Your instructions
Copy each line of the entries beneath that contains the word "black".

········

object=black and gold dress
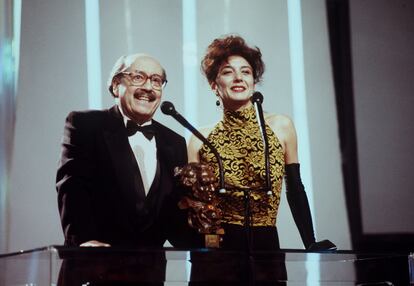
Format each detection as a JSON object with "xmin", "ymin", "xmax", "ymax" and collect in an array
[{"xmin": 199, "ymin": 105, "xmax": 285, "ymax": 250}]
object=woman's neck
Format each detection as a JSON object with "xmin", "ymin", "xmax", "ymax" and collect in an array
[{"xmin": 223, "ymin": 100, "xmax": 253, "ymax": 112}]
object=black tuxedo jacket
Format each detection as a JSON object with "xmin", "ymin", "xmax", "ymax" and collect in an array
[{"xmin": 56, "ymin": 105, "xmax": 199, "ymax": 247}]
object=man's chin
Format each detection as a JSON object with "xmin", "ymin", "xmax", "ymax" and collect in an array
[{"xmin": 130, "ymin": 110, "xmax": 155, "ymax": 124}]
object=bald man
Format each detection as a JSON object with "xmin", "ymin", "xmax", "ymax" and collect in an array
[{"xmin": 56, "ymin": 54, "xmax": 200, "ymax": 248}]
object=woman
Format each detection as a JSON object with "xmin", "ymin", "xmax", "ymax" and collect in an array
[{"xmin": 188, "ymin": 35, "xmax": 321, "ymax": 251}]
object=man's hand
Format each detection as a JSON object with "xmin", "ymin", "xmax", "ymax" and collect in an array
[{"xmin": 79, "ymin": 240, "xmax": 111, "ymax": 247}]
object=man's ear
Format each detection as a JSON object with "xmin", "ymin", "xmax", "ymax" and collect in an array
[{"xmin": 111, "ymin": 80, "xmax": 120, "ymax": 97}]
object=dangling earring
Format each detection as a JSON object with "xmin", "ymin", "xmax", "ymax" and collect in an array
[{"xmin": 214, "ymin": 90, "xmax": 220, "ymax": 106}]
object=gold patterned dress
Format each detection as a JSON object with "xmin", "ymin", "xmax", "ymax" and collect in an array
[{"xmin": 199, "ymin": 106, "xmax": 285, "ymax": 249}]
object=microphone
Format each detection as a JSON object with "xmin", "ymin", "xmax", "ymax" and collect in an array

········

Your response
object=black and gold dress
object=black tuxedo jacket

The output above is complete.